GIVEN PROBLEM »
Copy out the final stretch of the listing: the line that contains "Where can you find the shrub?" and all lines after it, exactly as they appear.

-- start --

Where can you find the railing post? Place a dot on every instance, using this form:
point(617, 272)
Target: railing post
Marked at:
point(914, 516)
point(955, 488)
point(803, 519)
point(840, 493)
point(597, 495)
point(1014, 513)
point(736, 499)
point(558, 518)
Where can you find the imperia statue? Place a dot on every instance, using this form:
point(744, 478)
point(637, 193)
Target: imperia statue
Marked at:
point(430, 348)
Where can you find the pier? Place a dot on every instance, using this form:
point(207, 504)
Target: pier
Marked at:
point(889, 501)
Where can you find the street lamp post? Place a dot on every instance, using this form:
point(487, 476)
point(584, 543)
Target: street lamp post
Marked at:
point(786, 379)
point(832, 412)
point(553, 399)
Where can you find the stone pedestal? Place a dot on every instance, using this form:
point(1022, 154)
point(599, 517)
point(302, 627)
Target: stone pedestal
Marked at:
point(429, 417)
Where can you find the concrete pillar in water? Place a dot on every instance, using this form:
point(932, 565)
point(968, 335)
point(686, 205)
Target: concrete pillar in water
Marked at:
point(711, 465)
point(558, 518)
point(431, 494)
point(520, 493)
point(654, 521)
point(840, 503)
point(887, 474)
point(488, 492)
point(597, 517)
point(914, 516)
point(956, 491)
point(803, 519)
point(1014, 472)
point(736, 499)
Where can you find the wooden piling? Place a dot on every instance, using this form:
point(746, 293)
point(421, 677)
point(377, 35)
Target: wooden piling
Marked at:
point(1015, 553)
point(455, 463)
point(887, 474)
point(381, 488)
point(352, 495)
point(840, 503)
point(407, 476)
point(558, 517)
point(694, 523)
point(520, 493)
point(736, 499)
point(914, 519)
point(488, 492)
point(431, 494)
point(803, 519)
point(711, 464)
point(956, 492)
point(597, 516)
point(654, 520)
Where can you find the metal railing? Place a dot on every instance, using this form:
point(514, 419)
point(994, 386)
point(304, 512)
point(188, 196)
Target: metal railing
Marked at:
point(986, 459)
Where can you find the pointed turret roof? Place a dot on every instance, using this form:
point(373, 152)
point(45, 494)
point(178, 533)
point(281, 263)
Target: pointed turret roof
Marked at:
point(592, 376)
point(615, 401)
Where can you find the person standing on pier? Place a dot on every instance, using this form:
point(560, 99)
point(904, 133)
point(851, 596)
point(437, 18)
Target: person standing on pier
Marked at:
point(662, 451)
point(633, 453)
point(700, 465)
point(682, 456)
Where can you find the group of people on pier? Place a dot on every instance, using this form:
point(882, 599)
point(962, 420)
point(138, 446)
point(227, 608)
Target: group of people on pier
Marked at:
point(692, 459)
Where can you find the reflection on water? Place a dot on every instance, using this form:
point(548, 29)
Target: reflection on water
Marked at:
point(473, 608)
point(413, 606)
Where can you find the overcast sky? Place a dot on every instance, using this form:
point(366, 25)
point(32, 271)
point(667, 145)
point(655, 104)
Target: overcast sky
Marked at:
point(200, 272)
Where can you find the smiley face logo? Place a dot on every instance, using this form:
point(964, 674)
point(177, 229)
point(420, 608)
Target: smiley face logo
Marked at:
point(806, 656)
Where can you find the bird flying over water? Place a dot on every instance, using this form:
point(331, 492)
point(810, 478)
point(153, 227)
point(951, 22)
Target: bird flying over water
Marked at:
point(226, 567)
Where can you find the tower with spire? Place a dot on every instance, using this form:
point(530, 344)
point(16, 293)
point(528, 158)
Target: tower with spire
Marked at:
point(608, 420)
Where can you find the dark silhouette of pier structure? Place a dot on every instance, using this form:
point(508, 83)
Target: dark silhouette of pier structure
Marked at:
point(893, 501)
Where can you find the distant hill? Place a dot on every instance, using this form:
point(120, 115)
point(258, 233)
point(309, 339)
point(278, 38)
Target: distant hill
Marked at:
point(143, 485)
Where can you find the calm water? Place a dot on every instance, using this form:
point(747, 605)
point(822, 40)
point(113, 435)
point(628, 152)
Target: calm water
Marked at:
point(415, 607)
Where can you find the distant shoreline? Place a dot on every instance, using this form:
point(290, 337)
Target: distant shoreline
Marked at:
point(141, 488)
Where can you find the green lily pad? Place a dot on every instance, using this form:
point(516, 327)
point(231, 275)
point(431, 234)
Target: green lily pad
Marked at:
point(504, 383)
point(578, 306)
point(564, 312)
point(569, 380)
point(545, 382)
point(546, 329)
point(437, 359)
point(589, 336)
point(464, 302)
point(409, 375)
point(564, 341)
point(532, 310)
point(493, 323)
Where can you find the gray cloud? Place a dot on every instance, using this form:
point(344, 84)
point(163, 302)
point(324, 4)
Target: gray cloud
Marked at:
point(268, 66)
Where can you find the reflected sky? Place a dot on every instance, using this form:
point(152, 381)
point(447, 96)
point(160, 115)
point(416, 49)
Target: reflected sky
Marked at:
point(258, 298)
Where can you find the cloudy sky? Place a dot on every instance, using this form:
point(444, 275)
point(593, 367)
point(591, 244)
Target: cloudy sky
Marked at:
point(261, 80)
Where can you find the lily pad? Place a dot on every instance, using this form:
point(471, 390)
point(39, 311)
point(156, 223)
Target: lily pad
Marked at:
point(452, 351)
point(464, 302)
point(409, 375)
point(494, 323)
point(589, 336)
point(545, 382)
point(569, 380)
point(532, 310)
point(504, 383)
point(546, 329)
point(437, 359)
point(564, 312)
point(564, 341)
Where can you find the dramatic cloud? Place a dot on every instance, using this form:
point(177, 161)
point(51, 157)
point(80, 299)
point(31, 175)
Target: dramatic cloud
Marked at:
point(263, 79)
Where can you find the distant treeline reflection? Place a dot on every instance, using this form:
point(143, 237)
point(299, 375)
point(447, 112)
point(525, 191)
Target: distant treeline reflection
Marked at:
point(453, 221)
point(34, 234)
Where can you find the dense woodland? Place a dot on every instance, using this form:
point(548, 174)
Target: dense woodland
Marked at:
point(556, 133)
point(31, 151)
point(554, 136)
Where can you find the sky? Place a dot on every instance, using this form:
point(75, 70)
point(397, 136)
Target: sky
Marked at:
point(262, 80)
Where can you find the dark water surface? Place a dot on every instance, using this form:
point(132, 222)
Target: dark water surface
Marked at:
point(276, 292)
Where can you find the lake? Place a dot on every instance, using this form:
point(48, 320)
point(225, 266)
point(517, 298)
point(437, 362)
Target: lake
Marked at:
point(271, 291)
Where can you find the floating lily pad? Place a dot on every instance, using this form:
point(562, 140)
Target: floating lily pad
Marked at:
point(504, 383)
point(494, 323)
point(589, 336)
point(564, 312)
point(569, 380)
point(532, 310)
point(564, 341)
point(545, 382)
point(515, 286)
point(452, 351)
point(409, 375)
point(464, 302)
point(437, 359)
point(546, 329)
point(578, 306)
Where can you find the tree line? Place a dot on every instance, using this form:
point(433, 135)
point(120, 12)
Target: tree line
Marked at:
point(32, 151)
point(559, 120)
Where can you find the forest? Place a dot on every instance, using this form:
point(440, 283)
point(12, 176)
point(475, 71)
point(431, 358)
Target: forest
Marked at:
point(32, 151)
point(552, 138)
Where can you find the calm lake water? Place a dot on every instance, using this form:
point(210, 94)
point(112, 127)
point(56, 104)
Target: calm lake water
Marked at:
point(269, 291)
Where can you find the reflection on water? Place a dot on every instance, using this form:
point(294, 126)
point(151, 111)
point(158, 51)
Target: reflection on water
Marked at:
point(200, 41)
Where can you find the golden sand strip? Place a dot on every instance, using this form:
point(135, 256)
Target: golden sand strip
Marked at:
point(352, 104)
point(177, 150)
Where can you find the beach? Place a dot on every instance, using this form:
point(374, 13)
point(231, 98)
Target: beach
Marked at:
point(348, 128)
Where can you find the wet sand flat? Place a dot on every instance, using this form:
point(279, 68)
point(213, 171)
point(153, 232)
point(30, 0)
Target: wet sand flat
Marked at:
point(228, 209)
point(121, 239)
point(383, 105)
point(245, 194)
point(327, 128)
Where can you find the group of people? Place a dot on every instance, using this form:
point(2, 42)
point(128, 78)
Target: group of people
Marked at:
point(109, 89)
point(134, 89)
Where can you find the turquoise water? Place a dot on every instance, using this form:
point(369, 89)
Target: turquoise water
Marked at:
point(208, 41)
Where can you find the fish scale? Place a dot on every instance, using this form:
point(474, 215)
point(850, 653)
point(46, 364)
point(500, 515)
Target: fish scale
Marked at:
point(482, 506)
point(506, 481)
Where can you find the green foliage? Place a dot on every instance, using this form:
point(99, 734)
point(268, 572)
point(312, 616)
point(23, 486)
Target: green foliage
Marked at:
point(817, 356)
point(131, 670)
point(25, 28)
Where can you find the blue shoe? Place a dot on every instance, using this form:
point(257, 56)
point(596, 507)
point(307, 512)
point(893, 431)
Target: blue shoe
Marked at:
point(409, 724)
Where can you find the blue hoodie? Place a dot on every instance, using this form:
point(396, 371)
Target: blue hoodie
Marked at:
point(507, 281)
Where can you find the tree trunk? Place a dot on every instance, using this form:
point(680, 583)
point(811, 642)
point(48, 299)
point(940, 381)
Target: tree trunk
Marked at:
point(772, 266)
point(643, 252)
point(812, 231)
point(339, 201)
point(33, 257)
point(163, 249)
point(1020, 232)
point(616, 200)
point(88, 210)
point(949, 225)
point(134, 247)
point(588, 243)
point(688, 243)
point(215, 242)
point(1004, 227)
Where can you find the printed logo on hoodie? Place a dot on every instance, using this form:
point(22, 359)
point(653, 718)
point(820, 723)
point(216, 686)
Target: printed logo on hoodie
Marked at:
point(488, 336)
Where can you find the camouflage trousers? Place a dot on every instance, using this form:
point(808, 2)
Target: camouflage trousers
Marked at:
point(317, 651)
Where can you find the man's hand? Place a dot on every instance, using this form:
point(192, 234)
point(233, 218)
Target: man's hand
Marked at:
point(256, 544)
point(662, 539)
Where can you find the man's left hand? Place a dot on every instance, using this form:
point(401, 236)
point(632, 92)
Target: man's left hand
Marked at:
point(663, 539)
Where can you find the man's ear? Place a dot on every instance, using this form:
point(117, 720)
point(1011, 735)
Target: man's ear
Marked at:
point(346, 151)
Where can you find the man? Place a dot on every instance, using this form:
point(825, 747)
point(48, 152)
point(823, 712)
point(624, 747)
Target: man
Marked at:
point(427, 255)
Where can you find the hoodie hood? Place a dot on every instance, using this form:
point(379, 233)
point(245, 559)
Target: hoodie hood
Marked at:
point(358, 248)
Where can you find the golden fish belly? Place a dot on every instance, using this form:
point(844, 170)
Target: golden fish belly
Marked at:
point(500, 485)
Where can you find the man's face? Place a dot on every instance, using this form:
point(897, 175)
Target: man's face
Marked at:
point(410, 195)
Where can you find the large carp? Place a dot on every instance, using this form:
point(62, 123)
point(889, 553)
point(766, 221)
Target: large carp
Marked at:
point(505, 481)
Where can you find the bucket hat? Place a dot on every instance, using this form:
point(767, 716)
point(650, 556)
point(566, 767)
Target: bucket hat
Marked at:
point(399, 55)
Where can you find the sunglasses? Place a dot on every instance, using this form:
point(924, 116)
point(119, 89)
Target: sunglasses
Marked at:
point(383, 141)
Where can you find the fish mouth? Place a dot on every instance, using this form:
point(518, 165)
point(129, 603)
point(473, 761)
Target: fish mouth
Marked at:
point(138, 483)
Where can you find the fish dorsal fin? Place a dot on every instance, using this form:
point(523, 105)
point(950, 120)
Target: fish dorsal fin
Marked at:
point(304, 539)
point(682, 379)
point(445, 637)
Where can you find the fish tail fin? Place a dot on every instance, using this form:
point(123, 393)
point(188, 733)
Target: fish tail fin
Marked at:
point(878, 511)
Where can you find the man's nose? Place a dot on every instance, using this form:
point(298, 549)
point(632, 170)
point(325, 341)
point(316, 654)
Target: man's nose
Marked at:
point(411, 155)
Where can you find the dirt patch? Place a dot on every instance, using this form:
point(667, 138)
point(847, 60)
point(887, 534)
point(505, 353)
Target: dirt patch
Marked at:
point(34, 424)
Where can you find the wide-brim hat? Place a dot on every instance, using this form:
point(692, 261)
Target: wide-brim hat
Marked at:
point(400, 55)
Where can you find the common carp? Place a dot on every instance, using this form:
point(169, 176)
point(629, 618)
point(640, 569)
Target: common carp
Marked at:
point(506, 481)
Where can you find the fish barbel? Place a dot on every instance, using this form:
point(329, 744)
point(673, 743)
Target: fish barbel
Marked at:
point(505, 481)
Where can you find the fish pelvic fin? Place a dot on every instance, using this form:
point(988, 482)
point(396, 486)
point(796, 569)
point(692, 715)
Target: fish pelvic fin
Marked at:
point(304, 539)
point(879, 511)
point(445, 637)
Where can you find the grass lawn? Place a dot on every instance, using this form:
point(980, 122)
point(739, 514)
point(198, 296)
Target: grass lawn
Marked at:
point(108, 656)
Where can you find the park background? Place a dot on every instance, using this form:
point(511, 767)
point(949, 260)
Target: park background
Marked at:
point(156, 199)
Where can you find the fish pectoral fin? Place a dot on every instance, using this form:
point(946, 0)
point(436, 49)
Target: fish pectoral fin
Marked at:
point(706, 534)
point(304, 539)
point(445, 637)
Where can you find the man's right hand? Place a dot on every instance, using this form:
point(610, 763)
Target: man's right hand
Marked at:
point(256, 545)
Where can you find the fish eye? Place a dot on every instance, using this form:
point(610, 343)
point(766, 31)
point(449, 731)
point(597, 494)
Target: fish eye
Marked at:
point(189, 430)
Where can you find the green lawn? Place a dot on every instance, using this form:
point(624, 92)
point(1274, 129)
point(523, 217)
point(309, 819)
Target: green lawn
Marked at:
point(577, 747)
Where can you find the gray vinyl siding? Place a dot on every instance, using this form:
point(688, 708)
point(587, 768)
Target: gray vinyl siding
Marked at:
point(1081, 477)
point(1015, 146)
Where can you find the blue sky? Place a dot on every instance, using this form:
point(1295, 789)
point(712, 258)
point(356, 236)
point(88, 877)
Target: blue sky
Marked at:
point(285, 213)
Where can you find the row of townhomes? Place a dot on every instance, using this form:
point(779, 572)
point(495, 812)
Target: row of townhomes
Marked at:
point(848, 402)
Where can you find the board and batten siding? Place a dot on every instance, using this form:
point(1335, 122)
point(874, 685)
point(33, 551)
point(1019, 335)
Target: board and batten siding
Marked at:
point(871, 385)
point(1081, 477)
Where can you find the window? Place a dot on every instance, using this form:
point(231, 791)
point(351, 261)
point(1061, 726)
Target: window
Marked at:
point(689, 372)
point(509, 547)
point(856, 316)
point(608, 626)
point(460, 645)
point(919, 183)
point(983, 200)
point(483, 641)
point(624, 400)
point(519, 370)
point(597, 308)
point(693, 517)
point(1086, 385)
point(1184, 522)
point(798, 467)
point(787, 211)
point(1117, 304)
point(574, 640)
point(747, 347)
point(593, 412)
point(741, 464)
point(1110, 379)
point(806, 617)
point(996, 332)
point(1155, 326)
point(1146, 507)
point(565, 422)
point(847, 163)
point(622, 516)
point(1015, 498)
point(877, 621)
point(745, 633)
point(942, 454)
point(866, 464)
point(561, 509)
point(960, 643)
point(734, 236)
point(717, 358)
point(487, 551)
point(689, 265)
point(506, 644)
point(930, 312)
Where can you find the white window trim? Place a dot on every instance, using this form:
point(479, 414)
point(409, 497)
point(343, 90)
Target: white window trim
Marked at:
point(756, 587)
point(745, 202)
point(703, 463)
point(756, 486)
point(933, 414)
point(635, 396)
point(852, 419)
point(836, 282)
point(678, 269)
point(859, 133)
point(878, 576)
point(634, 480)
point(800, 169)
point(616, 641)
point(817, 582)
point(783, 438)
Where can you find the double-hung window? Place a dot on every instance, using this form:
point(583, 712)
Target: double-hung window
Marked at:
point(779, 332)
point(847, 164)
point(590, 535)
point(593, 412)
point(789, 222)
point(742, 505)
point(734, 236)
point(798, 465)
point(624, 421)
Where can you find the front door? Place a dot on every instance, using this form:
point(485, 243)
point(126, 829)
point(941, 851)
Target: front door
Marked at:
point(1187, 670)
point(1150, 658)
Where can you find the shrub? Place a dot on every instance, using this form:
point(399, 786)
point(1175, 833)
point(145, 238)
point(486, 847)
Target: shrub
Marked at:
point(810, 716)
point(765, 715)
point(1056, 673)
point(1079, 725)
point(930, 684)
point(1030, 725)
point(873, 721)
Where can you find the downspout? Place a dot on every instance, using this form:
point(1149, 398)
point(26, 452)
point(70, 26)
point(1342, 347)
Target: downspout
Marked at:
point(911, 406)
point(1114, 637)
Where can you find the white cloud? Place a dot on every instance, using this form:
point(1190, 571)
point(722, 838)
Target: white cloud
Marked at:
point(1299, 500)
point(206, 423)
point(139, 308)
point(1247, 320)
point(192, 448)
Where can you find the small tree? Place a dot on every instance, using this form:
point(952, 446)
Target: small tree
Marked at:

-- end --

COMPLETE ANSWER »
Where can you find the shrub? Place a dot on every instance, using this form:
point(399, 786)
point(1175, 833)
point(145, 238)
point(486, 847)
Target: shrub
Marked at:
point(810, 716)
point(765, 715)
point(1056, 673)
point(1079, 725)
point(930, 684)
point(1030, 725)
point(873, 721)
Where can you find the downspout? Place a dot on every instance, using this form:
point(1149, 398)
point(26, 452)
point(70, 26)
point(1342, 347)
Target: downspout
Marked at:
point(911, 406)
point(1114, 637)
Where can you find the white cloud? Place a dot on every instance, using this form:
point(1190, 571)
point(722, 838)
Target: white cloud
Marked at:
point(1299, 500)
point(206, 423)
point(139, 308)
point(1247, 320)
point(192, 448)
Where can you find the small tree? Place a dot on every instance, using this form:
point(952, 446)
Target: small tree
Marked at:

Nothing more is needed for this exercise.